OBJECTIF VISÉ: Recopiez sans rien changer le passage de l'article sur la loi Elan à Mayotte qui va de « A Mayotte, ce » à « fonction publique territoriale. », ces deux passages compris.

Avec la loi Elan, le gouvernement a fait feu de tous bois. Urbanisme, constructions, logements, numérique, le projet de loi de 64 articles présenté il y a un an en conseil des ministres, en compte finalement quatre fois plus depuis son adoption.
A Mayotte, ce “mastodonte législatif” comme le décrit l’universitaire Vincent Le Grand, spécialiste du droit de l’urbanisme, aura des conséquences notables. Certains articles n’auront certes que peu d’impact, mais d’autres ont été conçus spécialement pour le 101e département. C’est pour ne pas se perdre entre les lignes de ce pavé indigeste que les élus et techniciens du département se forment, avec le soutien du CNFPT, centre national de formation de la fonction publique territoriale.
La journée d’information initiée ce jeudi était impulsée par Denis Chopin, DGA à la mairie de Mamoudzou. La loi aura selon lui un “impact tellement fort pour notre territoire qu’il nous faut de l’aide”. Sa volonté est “d’identifier les éléments importants de cette loi applicables à Mayotte”.

(Extrait d'un jeu de données)
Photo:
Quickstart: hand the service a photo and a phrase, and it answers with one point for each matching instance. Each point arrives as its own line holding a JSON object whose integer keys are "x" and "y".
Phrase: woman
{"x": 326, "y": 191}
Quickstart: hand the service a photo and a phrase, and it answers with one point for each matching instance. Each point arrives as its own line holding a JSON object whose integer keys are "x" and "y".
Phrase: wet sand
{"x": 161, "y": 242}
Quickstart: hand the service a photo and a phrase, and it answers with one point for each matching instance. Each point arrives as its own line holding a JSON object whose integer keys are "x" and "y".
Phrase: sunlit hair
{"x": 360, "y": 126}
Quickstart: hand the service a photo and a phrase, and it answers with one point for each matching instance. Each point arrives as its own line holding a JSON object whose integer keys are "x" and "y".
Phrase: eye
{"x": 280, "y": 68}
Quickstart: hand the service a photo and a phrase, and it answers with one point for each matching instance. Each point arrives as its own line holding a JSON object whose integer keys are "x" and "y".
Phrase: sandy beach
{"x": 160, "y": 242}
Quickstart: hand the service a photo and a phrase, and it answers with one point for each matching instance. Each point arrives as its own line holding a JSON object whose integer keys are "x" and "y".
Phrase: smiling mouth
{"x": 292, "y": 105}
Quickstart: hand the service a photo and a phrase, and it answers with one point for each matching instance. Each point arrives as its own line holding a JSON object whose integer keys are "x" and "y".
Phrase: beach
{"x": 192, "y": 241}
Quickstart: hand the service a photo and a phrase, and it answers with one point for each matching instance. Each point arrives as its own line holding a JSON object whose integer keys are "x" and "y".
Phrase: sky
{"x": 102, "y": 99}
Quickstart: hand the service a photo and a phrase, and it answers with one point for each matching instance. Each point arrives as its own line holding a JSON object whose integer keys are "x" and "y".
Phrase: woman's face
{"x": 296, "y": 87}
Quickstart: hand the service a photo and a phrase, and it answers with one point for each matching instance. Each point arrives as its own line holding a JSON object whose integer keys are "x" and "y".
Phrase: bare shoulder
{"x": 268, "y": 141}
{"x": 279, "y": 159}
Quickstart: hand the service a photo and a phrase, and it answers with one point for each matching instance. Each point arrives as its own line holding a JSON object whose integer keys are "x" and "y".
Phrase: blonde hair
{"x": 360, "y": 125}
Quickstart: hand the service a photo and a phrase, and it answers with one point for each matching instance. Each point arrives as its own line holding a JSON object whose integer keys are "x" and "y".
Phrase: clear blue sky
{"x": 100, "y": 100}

SOLUTION RÉDIGÉE:
A Mayotte, ce “mastodonte législatif” comme le décrit l’universitaire Vincent Le Grand, spécialiste du droit de l’urbanisme, aura des conséquences notables. Certains articles n’auront certes que peu d’impact, mais d’autres ont été conçus spécialement pour le 101e département. C’est pour ne pas se perdre entre les lignes de ce pavé indigeste que les élus et techniciens du département se forment, avec le soutien du CNFPT, centre national de formation de la fonction publique territoriale.